** DATA TO EXAMINE follows **

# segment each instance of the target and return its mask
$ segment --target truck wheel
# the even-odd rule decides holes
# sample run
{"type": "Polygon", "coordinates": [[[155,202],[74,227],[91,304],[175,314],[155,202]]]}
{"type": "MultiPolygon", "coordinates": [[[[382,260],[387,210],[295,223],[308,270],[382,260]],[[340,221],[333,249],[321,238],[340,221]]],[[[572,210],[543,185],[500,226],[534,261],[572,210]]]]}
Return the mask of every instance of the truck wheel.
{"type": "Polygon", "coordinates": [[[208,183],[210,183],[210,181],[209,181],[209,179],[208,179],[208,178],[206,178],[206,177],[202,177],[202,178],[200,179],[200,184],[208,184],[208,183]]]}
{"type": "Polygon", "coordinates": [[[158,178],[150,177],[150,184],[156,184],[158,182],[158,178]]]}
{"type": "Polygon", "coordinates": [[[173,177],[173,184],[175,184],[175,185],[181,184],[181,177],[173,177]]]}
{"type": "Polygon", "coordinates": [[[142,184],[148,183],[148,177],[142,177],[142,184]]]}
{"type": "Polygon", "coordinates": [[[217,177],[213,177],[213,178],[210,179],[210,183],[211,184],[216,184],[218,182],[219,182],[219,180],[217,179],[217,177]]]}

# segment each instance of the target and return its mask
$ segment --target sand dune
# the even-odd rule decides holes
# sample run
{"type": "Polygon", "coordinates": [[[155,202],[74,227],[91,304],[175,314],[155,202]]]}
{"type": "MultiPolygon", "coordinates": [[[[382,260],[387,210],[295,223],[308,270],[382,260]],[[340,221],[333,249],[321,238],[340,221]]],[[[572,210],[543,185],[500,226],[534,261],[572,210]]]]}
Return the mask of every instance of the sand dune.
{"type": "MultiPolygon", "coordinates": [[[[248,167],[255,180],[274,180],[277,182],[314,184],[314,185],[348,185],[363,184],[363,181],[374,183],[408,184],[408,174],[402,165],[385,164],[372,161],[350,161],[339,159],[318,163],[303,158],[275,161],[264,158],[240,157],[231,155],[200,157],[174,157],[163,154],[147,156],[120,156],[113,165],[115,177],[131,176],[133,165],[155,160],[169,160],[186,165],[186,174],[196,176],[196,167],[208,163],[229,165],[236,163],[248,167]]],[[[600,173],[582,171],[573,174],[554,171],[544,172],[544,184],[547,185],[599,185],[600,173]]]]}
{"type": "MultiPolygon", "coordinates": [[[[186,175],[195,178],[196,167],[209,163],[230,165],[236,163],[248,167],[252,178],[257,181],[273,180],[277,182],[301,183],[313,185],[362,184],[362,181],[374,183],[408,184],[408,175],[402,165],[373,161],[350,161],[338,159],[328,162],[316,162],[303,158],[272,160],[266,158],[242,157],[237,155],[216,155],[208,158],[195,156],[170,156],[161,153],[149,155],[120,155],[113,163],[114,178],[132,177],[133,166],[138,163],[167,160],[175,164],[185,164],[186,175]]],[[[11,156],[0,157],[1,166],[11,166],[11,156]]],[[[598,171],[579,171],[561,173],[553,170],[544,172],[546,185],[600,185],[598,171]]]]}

** End of DATA TO EXAMINE **

Print every line you see above, exactly as written.

### ANSWER SPACE
# segment each instance of the target and return its mask
$ segment --target truck wheel
# the even-odd rule decides holes
# sample run
{"type": "Polygon", "coordinates": [[[155,202],[74,227],[91,304],[175,314],[155,202]]]}
{"type": "MultiPolygon", "coordinates": [[[[382,260],[387,210],[295,223],[308,270],[382,260]],[[340,221],[333,249],[321,238],[340,221]]],[[[572,210],[543,185],[500,226],[534,261],[572,210]]]]}
Return the mask of every instance of the truck wheel.
{"type": "Polygon", "coordinates": [[[208,183],[210,183],[210,181],[209,181],[209,179],[208,179],[208,178],[206,178],[206,177],[202,177],[202,178],[200,179],[200,184],[208,184],[208,183]]]}
{"type": "Polygon", "coordinates": [[[158,178],[150,177],[150,184],[156,184],[158,182],[158,178]]]}
{"type": "Polygon", "coordinates": [[[173,177],[173,184],[175,184],[175,185],[181,184],[181,177],[173,177]]]}
{"type": "Polygon", "coordinates": [[[142,184],[148,183],[148,177],[142,177],[142,184]]]}
{"type": "Polygon", "coordinates": [[[217,177],[213,177],[213,178],[210,179],[210,183],[211,184],[216,184],[218,182],[219,182],[219,180],[217,179],[217,177]]]}

# segment each instance of the target and return its mask
$ segment --target sand dune
# the even-odd rule decides holes
# sample run
{"type": "Polygon", "coordinates": [[[155,202],[74,227],[91,304],[175,314],[155,202]]]}
{"type": "MultiPolygon", "coordinates": [[[[382,260],[387,210],[295,223],[308,270],[382,260]],[[340,221],[333,249],[321,238],[340,221]]],[[[572,210],[543,185],[500,226],[534,261],[572,210]]]]}
Return the mask of every instance of the sand dune.
{"type": "MultiPolygon", "coordinates": [[[[248,167],[255,180],[274,180],[277,182],[314,184],[314,185],[348,185],[363,184],[363,181],[374,183],[408,184],[408,174],[402,165],[385,164],[372,161],[350,161],[339,159],[318,163],[303,158],[275,161],[264,158],[240,157],[231,155],[200,157],[174,157],[163,154],[147,156],[120,156],[113,165],[115,177],[131,176],[133,165],[155,160],[169,160],[186,165],[186,174],[196,176],[196,167],[208,163],[229,165],[236,163],[248,167]]],[[[600,173],[582,171],[573,174],[554,171],[544,172],[544,184],[547,185],[599,185],[600,173]]]]}
{"type": "MultiPolygon", "coordinates": [[[[186,175],[195,178],[196,167],[209,163],[230,165],[236,163],[248,167],[252,178],[257,181],[273,180],[277,182],[301,183],[313,185],[362,184],[362,181],[374,183],[408,184],[408,175],[402,165],[373,161],[350,161],[338,159],[328,162],[316,162],[303,158],[272,160],[266,158],[242,157],[237,155],[216,155],[208,158],[195,156],[170,156],[161,153],[149,155],[120,155],[113,163],[114,178],[132,177],[133,166],[138,163],[167,160],[175,164],[185,164],[186,175]]],[[[11,156],[0,157],[1,166],[11,166],[11,156]]],[[[598,171],[579,171],[561,173],[553,170],[544,172],[546,185],[600,185],[598,171]]]]}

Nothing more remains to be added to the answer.